▶ _Exercices à traiter_
**a)** D'après le texte présenté, quelles sont les valeurs intrinsèquement positive et négative dans l'utilitarisme classique de Bentham ?
**b)** Reprenez à l'identique le passage du texte présenté qui va de « Kant distingue deux » à « parfaits et imparfaits. », ces deux extrémités comprises.

▶ _Texte présenté_
———
Kant distingue deux types de devoirs. Les devoirs parfaits sont ceux qu’il s’agit de toujours respecter et en toutes circonstances. Le devoir de ne pas mentir en fait partie car si je mens une fois, je sape une fois pour toute l’idée de confiance. Je ne peux vouloir mentir car cela signifierait que j’élève ce principe de manière universelle et je ne peux vouloir que les autres mentent. Il  y a également les devoirs imparfaits, comme le devoir de charité, qui ne peuvent pas être toujours réalisés et en toutes circonstances. Cependant, il s’agit de faire ce devoir autant que possible et il serait mal de ne jamais le respecter. Mentionnons également les devoirs envers soi-même comme celui de s’améliorer et les devoirs envers autrui, comme celui de toujours traiter une personne comme une fin et non comme un moyen. Ces deux derniers devoirs se répartissent aussi en parfaits et imparfaits.
1.3.3. Le conséquentialisme
Enfin, la troisième théorie morale est le conséquentialisme. Cette théorie repose sur un principe unique d’action qu’il faut toujours faire le plus de bien ou à défaut le moins de mal possible. L’action est donc jugée et évaluée par rapport à ses conséquences d’où le nom de la théorie. Contrairement au déontologisme qui m’impose de toujours respecter une règle en toutes circonstances et quelles que soient ses conséquences, le conséquentialisme est plus souple et s’intéresse au contexte de l’action. Il est possible d’enfreindre une règle si l’application de celle-ci produirait plus de mal que de bien. Ce qui fait qu’une action est considérée comme morale est alors fondée en dernière instance sur une valeur. C’est en cela que le conséquentialisme adopte une perspective téléologique.
L’utilitarisme est la théorie morale conséquentialiste par excellence. L’utilitarisme classique de Bentham part du constat que la valeur intrinsèquement positive est le plaisir et que la valeur intrinsèquement négative est la douleur. Etant une valeur intrinsèque, elle n’a pas besoin d’être justifiée. Tout être humain, parce qu’il recherche le maximum de plaisir et le minimum de douleur, toute action doit viser l’augmentation du plaisir. Mais étant donné que les causes du plaisir peuvent varier, ce qui va importer finalement, c’est l’augmentation du bonheur pour le plus grand nombre. C’est pourquoi, l’utilitarisme ne doit pas être confondu avec un individualisme égoïste où seuls mes intérêts personnels comptent. Si j’évalue une action à l’aune de ses conséquences, et que celles-ci me sont favorables mais défavorables pour le plus grand nombre, alors il est moralement mal de réaliser cette action. Une action est morale si et seulement si elle a pour conséquence l’augmentation du bien-être de tous par rapport à une autre action alternative. Le conséquentialisme est donc une doctrine impartiale et impersonnelle, qui renie les intérêts directs de l’agent moral tout comme le déontologisme.
1.3.4. Théories attractives et impératives : le Bien et le Juste
Après l’examen de ces trois théories morales, nous voyons donc qu’il y a une opposition entre les théories attractives et les théories impératives. Si finalement il y a une distinction à réaliser entre les théories, c’est à celle-ci qu’il faut se ranger car elle est beaucoup plus éclairante que celle entre éthique et morale. Car l’un des derniers torts de la peudo-distinction entre éthique et morale est d’aboutir à la confusion entre deux problématiques majeures bien que différentes, qui sont celles d’un côté du bien et du juste et de l’autre, du téléologique et du déontologique.
———
▶ _Données_
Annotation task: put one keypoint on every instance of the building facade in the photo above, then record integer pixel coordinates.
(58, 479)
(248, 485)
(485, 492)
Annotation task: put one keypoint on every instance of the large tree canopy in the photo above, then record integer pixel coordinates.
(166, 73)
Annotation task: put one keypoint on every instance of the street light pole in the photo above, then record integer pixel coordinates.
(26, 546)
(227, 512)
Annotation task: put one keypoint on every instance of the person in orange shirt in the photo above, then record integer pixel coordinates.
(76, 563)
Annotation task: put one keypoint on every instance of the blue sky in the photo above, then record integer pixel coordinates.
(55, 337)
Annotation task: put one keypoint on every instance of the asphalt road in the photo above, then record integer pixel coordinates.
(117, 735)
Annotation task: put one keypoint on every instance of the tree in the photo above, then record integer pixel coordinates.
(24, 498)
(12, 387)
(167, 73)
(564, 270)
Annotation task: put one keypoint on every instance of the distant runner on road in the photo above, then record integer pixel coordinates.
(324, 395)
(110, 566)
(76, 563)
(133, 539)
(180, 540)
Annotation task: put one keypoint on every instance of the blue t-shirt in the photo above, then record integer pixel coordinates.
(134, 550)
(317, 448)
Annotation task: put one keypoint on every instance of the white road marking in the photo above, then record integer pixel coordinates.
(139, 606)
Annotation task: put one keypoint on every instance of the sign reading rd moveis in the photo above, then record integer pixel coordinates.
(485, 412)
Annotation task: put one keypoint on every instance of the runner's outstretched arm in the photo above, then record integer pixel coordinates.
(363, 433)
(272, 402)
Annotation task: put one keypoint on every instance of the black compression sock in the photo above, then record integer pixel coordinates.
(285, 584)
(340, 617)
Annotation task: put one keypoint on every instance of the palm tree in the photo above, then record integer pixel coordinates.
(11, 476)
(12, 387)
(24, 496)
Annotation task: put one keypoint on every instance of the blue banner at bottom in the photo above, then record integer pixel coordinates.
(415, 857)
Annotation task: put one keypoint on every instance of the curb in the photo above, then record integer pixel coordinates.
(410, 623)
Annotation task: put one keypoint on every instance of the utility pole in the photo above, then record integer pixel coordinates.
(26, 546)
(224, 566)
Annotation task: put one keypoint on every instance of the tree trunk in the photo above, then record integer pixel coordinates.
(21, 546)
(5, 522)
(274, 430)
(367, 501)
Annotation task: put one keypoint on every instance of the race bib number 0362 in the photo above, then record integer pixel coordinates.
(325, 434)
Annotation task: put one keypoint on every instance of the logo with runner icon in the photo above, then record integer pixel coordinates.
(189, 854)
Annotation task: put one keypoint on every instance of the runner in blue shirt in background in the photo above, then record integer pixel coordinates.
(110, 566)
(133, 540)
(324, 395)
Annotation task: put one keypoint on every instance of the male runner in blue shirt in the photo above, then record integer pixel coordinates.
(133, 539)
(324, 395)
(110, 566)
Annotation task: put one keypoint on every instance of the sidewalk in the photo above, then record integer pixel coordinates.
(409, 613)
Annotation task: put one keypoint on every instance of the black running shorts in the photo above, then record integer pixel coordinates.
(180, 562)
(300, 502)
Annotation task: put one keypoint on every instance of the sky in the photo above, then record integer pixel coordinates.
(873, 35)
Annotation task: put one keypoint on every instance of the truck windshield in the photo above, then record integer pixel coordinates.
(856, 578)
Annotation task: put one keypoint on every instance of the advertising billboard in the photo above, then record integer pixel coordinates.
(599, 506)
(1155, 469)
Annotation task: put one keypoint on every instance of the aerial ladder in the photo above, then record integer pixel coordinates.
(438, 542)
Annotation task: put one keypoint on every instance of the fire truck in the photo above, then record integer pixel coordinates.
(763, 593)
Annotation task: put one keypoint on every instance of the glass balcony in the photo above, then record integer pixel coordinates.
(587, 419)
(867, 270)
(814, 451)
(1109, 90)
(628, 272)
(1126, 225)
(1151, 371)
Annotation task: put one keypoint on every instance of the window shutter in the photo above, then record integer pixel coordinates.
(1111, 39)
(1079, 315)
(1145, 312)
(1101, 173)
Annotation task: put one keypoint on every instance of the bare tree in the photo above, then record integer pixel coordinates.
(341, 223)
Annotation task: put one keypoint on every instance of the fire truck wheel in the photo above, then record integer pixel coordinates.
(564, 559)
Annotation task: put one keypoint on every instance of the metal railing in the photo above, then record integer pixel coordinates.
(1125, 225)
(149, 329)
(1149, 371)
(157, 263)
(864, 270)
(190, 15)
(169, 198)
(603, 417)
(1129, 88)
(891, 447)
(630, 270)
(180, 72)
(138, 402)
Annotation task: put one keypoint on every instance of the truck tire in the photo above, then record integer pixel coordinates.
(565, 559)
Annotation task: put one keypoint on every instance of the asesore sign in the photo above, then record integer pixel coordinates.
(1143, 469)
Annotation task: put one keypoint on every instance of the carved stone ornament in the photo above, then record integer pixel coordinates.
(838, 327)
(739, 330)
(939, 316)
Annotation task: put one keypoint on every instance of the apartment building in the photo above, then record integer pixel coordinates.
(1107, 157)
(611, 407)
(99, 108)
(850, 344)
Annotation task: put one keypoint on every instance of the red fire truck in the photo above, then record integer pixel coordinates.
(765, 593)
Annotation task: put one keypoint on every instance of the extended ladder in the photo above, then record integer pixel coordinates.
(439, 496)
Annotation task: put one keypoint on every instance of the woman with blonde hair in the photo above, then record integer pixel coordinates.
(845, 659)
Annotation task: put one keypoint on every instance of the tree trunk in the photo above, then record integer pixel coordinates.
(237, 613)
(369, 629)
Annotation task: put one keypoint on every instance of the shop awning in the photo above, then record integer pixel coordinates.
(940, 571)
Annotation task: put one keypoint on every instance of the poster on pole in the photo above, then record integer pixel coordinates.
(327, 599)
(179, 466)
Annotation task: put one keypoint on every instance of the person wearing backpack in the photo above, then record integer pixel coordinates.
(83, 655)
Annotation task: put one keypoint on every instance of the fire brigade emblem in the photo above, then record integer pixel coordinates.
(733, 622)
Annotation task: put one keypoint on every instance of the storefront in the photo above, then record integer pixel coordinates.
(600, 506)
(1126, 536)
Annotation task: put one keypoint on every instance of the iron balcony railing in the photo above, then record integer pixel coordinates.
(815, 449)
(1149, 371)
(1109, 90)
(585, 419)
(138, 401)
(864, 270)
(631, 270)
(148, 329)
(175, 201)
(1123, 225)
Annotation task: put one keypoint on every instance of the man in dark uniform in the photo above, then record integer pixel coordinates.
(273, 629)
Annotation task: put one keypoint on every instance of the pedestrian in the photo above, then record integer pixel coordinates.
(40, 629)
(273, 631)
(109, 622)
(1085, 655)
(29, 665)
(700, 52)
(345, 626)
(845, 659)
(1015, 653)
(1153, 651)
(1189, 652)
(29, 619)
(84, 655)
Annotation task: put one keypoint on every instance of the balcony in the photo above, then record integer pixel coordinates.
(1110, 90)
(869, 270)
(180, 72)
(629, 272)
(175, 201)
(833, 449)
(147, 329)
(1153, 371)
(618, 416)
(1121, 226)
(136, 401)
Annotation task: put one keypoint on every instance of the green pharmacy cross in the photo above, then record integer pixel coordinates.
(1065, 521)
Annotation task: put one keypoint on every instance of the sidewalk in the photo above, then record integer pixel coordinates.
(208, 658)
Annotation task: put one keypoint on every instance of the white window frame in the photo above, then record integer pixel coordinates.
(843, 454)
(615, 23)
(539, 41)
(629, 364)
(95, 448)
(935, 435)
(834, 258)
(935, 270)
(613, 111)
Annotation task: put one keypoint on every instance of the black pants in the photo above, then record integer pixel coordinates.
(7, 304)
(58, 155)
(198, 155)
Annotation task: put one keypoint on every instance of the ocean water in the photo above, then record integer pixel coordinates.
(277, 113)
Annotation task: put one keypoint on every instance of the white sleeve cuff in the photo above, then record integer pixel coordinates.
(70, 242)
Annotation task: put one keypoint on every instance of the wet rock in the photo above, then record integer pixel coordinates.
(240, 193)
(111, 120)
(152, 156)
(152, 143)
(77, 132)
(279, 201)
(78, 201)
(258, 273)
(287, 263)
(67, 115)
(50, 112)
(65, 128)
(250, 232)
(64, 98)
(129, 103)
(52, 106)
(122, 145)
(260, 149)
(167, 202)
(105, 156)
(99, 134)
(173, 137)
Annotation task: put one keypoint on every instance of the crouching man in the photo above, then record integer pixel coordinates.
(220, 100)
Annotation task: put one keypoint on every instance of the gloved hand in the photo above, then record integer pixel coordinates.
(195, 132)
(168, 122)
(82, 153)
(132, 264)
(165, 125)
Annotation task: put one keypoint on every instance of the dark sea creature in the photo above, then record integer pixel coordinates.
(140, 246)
———
▶ _Résultats_
**a)** La valeur intrinsèquement positive est le plaisir, et la valeur intrinsèquement négative est la douleur.

**b)**
Kant distingue deux types de devoirs. Les devoirs parfaits sont ceux qu’il s’agit de toujours respecter et en toutes circonstances. Le devoir de ne pas mentir en fait partie car si je mens une fois, je sape une fois pour toute l’idée de confiance. Je ne peux vouloir mentir car cela signifierait que j’élève ce principe de manière universelle et je ne peux vouloir que les autres mentent. Il  y a également les devoirs imparfaits, comme le devoir de charité, qui ne peuvent pas être toujours réalisés et en toutes circonstances. Cependant, il s’agit de faire ce devoir autant que possible et il serait mal de ne jamais le respecter. Mentionnons également les devoirs envers soi-même comme celui de s’améliorer et les devoirs envers autrui, comme celui de toujours traiter une personne comme une fin et non comme un moyen. Ces deux derniers devoirs se répartissent aussi en parfaits et imparfaits.